SET EXERCISE = The required output is the exact sequence of lines from the line holding "Target: white leg pad" to the end of the records, inclusive.
>> Start
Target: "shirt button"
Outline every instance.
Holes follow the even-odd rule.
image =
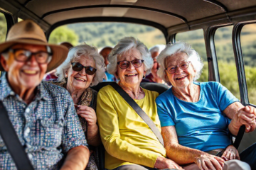
[[[30,112],[30,109],[29,108],[26,108],[25,110],[26,113],[29,113]]]
[[[29,159],[32,159],[32,158],[33,158],[33,155],[31,154],[28,154],[28,157]]]
[[[29,132],[30,132],[30,128],[28,128],[24,131],[24,136],[26,136],[26,137],[28,136]]]

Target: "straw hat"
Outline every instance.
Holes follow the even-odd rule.
[[[68,50],[66,47],[48,44],[43,30],[31,20],[24,20],[14,25],[8,33],[5,42],[0,44],[0,54],[16,44],[48,45],[53,54],[48,64],[47,72],[57,68],[65,61]],[[0,64],[0,71],[4,71]]]

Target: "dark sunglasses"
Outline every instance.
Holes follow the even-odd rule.
[[[134,67],[139,67],[142,65],[143,62],[143,60],[135,59],[132,62],[129,62],[127,60],[120,61],[117,62],[117,64],[121,69],[124,69],[129,67],[130,62]]]
[[[80,72],[83,68],[85,69],[85,73],[88,75],[93,75],[97,71],[97,69],[90,66],[83,66],[79,62],[71,62],[72,69],[75,72]]]

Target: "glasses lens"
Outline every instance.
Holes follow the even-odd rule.
[[[188,67],[188,62],[183,62],[180,64],[180,67],[182,69],[186,69]]]
[[[72,69],[75,72],[80,72],[83,69],[83,66],[79,62],[73,62],[72,63]]]
[[[96,72],[96,70],[97,70],[96,69],[90,66],[87,66],[85,67],[85,72],[88,75],[92,75]]]
[[[17,50],[14,52],[15,58],[20,62],[25,62],[28,60],[31,52],[25,50]]]
[[[119,62],[121,69],[127,69],[129,67],[129,62],[121,61]]]
[[[49,54],[47,52],[38,52],[36,54],[36,61],[38,63],[46,63],[48,56]]]
[[[134,60],[132,61],[132,64],[133,64],[134,67],[139,67],[142,66],[143,62],[143,60],[139,60],[139,59],[135,59]]]

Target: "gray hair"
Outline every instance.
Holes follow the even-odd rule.
[[[177,53],[185,52],[188,56],[188,61],[191,62],[193,68],[196,70],[196,76],[193,79],[194,81],[199,79],[202,73],[203,63],[198,53],[191,46],[185,42],[177,42],[174,44],[168,43],[166,48],[160,53],[157,57],[157,62],[161,66],[157,71],[157,74],[159,77],[163,79],[166,82],[169,80],[164,77],[165,61],[168,57],[173,57]]]
[[[149,51],[151,53],[154,52],[161,52],[162,50],[164,50],[164,49],[165,48],[165,45],[156,45],[153,47],[151,47],[149,49]]]
[[[153,59],[151,58],[150,52],[146,45],[138,39],[135,39],[133,37],[125,37],[122,38],[114,47],[108,57],[110,64],[107,66],[107,71],[114,75],[117,70],[117,56],[122,55],[132,49],[137,49],[139,51],[142,55],[142,60],[144,60],[143,63],[144,64],[144,71],[146,71],[146,74],[149,74],[153,67]]]
[[[85,56],[92,57],[95,60],[95,67],[97,69],[90,86],[95,86],[98,84],[98,83],[102,81],[105,71],[104,58],[99,54],[96,47],[90,46],[87,44],[80,45],[70,49],[67,59],[57,68],[58,81],[66,82],[65,73],[70,68],[71,62],[77,61],[81,57]]]

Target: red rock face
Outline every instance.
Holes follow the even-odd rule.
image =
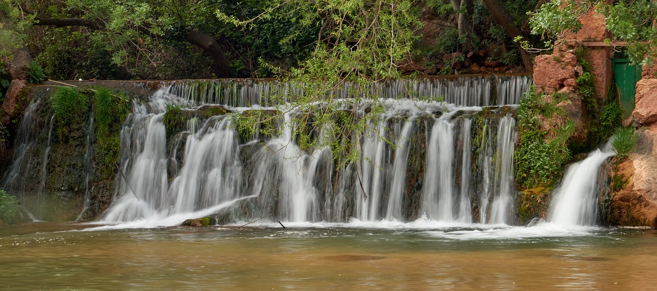
[[[556,48],[553,54],[537,56],[533,70],[534,85],[548,94],[572,91],[577,87],[576,79],[579,72],[582,71],[572,50]]]
[[[16,109],[16,104],[18,102],[18,93],[25,87],[25,80],[13,80],[5,96],[5,102],[2,104],[3,109],[7,115],[11,115]]]
[[[607,31],[604,16],[595,12],[595,9],[586,12],[579,18],[579,22],[582,24],[581,29],[576,33],[566,33],[566,39],[601,41],[610,36]]]
[[[641,71],[641,79],[657,79],[657,64],[644,66]]]
[[[607,47],[589,47],[587,52],[586,60],[593,69],[591,73],[593,74],[595,98],[604,99],[613,76],[610,59],[611,50]]]
[[[637,83],[632,116],[643,125],[657,121],[657,79],[643,79]]]

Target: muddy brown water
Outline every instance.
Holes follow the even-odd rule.
[[[654,229],[89,227],[0,227],[0,290],[626,290],[657,282]]]

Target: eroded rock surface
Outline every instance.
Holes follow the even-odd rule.
[[[639,80],[635,100],[635,121],[642,125],[657,121],[657,79]]]
[[[16,104],[18,103],[18,95],[20,90],[25,88],[25,80],[14,79],[9,85],[9,88],[5,96],[5,102],[2,104],[2,108],[8,115],[11,115],[16,109]]]
[[[657,228],[657,123],[637,132],[629,158],[614,167],[610,209],[613,225]]]

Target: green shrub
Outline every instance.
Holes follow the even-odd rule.
[[[0,60],[0,104],[5,100],[5,94],[7,94],[9,85],[11,84],[7,75],[7,64],[4,60]]]
[[[32,61],[28,68],[28,82],[38,84],[45,81],[45,75],[43,73],[43,69],[37,64],[36,62]]]
[[[89,111],[89,96],[76,88],[58,87],[50,98],[57,123],[57,132],[62,140],[68,128],[79,126],[86,121]]]
[[[121,147],[119,136],[124,120],[130,113],[130,103],[122,94],[112,94],[100,88],[94,95],[96,118],[96,155],[104,165],[106,174],[114,170]]]
[[[0,189],[0,220],[11,223],[18,212],[18,199]]]
[[[183,115],[183,107],[179,105],[164,104],[164,126],[167,136],[185,130],[187,119]]]
[[[616,155],[623,158],[629,155],[637,145],[637,136],[634,134],[634,128],[631,127],[619,127],[616,128],[612,140],[612,146],[616,152]]]

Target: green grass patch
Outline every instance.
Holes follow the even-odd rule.
[[[46,80],[43,68],[36,62],[32,61],[28,67],[28,82],[38,84]]]
[[[185,130],[187,119],[183,115],[183,107],[179,105],[164,104],[164,127],[166,128],[167,137]]]
[[[64,134],[83,125],[89,114],[89,96],[76,88],[58,87],[50,102],[57,123],[59,140]]]
[[[97,159],[103,165],[105,174],[114,171],[121,149],[121,126],[130,113],[130,103],[122,93],[112,93],[99,88],[94,95],[96,118]]]
[[[0,220],[11,223],[18,212],[18,199],[0,189]]]
[[[532,88],[520,100],[518,111],[520,142],[516,149],[516,180],[526,189],[553,184],[560,178],[563,165],[570,160],[567,142],[575,130],[575,124],[568,120],[565,126],[553,128],[551,138],[546,136],[541,126],[543,119],[555,115],[566,117],[566,112],[556,105],[563,96],[545,98]]]

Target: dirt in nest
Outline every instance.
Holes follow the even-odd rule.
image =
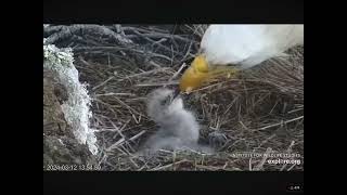
[[[95,165],[97,161],[88,146],[77,142],[72,127],[64,118],[61,104],[66,100],[65,88],[54,79],[50,70],[44,69],[43,169],[52,169],[54,165]]]

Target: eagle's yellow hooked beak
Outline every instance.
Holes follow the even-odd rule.
[[[201,88],[205,83],[213,81],[214,78],[220,76],[234,75],[237,70],[221,65],[209,66],[206,58],[203,55],[198,55],[194,58],[191,66],[183,73],[179,88],[181,92],[191,92],[197,88]]]

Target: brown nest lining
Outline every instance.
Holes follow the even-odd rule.
[[[202,141],[218,148],[217,154],[163,151],[138,157],[139,144],[157,129],[145,114],[146,94],[159,87],[177,87],[180,70],[196,54],[206,26],[100,27],[131,43],[102,35],[105,30],[91,30],[99,28],[95,26],[64,27],[89,31],[74,35],[70,30],[69,37],[54,39],[59,40],[55,44],[74,49],[80,79],[90,84],[92,128],[99,130],[103,170],[304,170],[304,47],[184,98],[185,107],[201,123]],[[46,31],[48,36],[64,34],[62,28],[50,26]],[[234,156],[271,152],[298,154],[291,159],[300,164],[275,165],[267,162],[270,157]]]

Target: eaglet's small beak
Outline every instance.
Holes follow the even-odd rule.
[[[191,91],[203,87],[204,84],[221,76],[230,78],[236,74],[236,69],[230,66],[214,65],[209,66],[205,56],[198,55],[194,58],[191,66],[183,73],[179,88],[181,92],[190,93]]]

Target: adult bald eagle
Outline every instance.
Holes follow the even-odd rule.
[[[180,79],[190,92],[223,73],[235,74],[304,44],[304,25],[210,25],[200,54]]]

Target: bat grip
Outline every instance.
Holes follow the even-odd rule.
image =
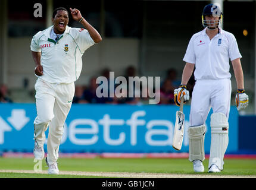
[[[180,100],[180,111],[183,111],[183,102],[184,102],[184,96],[182,97],[182,99]]]

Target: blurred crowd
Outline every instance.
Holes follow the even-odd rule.
[[[104,69],[100,76],[105,77],[107,79],[107,84],[97,84],[96,79],[97,76],[93,76],[90,78],[88,85],[80,86],[76,85],[76,90],[74,99],[73,100],[73,103],[100,103],[100,104],[148,104],[149,103],[149,100],[155,99],[155,97],[151,98],[149,97],[149,91],[152,91],[154,93],[160,94],[160,101],[157,102],[158,104],[173,104],[174,103],[174,97],[173,91],[175,88],[179,87],[181,83],[180,80],[177,79],[177,72],[174,68],[170,68],[166,72],[164,77],[161,77],[160,88],[158,91],[156,91],[154,87],[152,87],[153,89],[149,89],[151,88],[149,86],[147,86],[146,88],[142,88],[143,86],[142,83],[140,83],[140,88],[139,89],[136,88],[135,83],[133,83],[133,86],[130,86],[129,84],[129,77],[136,77],[138,75],[136,68],[133,66],[128,66],[124,71],[124,77],[126,79],[126,84],[114,84],[114,90],[117,87],[121,88],[121,92],[126,93],[127,97],[122,97],[121,94],[114,93],[113,96],[110,96],[110,83],[114,81],[110,81],[110,72],[111,71],[108,68]],[[115,78],[114,80],[117,78]],[[195,84],[195,79],[193,74],[191,77],[187,85],[187,89],[189,91],[191,97],[193,90],[193,86]],[[107,97],[99,97],[96,96],[97,88],[101,85],[106,85],[104,86],[108,90]],[[27,85],[26,86],[26,87]],[[133,89],[131,89],[133,87]],[[106,89],[105,88],[105,89]],[[133,96],[130,97],[129,96],[129,92],[131,90],[133,91]],[[116,91],[119,92],[119,91]],[[136,97],[135,94],[139,94],[139,97]],[[145,96],[146,94],[146,96]],[[0,86],[0,103],[12,103],[13,101],[10,98],[10,93],[7,86],[5,84],[1,84]],[[35,94],[34,94],[35,95]]]
[[[110,69],[105,68],[102,70],[101,76],[104,76],[108,79],[108,87],[109,93],[109,83],[110,81]],[[135,96],[133,96],[133,97],[129,97],[128,94],[130,91],[129,86],[128,85],[129,77],[135,77],[138,76],[137,75],[136,69],[133,66],[128,66],[125,71],[124,77],[126,78],[127,84],[126,87],[123,88],[123,90],[127,90],[127,97],[118,97],[118,94],[114,94],[113,97],[98,97],[96,96],[96,89],[97,87],[101,85],[101,84],[96,84],[96,77],[92,77],[89,82],[88,86],[76,86],[75,96],[73,99],[73,103],[107,103],[107,104],[149,104],[149,100],[150,97],[148,96],[148,89],[142,88],[141,84],[140,89],[136,89],[135,84],[133,84],[133,94],[139,91],[140,94],[139,97],[135,97]],[[138,76],[139,77],[139,76]],[[169,69],[166,72],[166,76],[163,80],[161,81],[161,87],[159,92],[155,91],[155,89],[153,89],[153,91],[155,93],[158,93],[160,95],[160,102],[158,103],[159,104],[173,104],[174,103],[174,97],[173,95],[174,90],[178,88],[180,84],[180,80],[177,79],[177,71],[174,68]],[[195,84],[195,80],[193,75],[191,78],[189,83],[187,85],[188,90],[190,91],[192,94],[193,86]],[[120,84],[116,84],[115,88],[117,86],[120,86]],[[148,88],[149,87],[148,87]],[[146,97],[143,97],[143,93],[147,94]]]

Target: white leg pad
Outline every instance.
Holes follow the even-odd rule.
[[[205,125],[190,126],[188,130],[189,143],[189,160],[204,161],[204,135],[206,131]]]
[[[220,170],[223,169],[223,158],[229,144],[229,122],[222,113],[211,115],[211,141],[209,166],[215,164]]]

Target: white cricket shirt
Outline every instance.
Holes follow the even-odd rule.
[[[191,37],[183,61],[195,64],[195,80],[230,78],[229,58],[241,58],[234,35],[220,28],[211,40],[206,28]]]
[[[73,83],[81,74],[83,53],[95,42],[87,30],[67,26],[55,42],[50,37],[52,28],[38,32],[31,41],[31,50],[41,52],[43,75],[37,77],[51,83]]]

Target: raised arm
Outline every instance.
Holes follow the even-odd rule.
[[[36,68],[35,68],[35,73],[38,76],[43,75],[43,66],[41,65],[41,52],[36,52],[31,51],[32,53],[33,59],[36,64]]]
[[[72,15],[73,19],[80,22],[85,28],[88,30],[90,37],[93,40],[94,42],[99,43],[101,41],[101,36],[99,34],[97,30],[94,28],[85,19],[82,17],[80,11],[76,8],[72,9],[70,8],[71,14]]]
>> End
EXPECTED OUTPUT =
Target: white leg pad
Outline every instance.
Holes follow the even-odd rule.
[[[205,125],[190,126],[188,130],[189,143],[189,160],[204,161],[204,135],[206,131]]]
[[[220,170],[223,169],[223,158],[229,144],[229,122],[222,113],[211,115],[211,141],[209,166],[215,164]]]

Target: white cricket shirt
Outline every instance.
Holes follow the even-odd rule.
[[[191,37],[183,61],[195,64],[195,80],[230,78],[229,58],[241,58],[234,35],[220,28],[211,40],[206,28]]]
[[[73,83],[81,74],[83,53],[95,42],[87,30],[67,26],[55,42],[50,37],[52,28],[38,32],[31,41],[31,50],[41,52],[43,75],[37,77],[51,83]]]

Target: raised arm
Outline every instance.
Holes follow the even-odd rule.
[[[36,68],[35,68],[35,73],[38,76],[43,75],[43,66],[41,65],[41,52],[36,52],[31,51],[32,53],[33,59],[36,64]]]
[[[72,15],[73,19],[80,22],[85,28],[88,30],[90,37],[93,40],[94,42],[99,43],[101,41],[101,36],[99,34],[97,30],[94,28],[85,19],[82,17],[80,11],[76,8],[72,9],[70,8],[71,14]]]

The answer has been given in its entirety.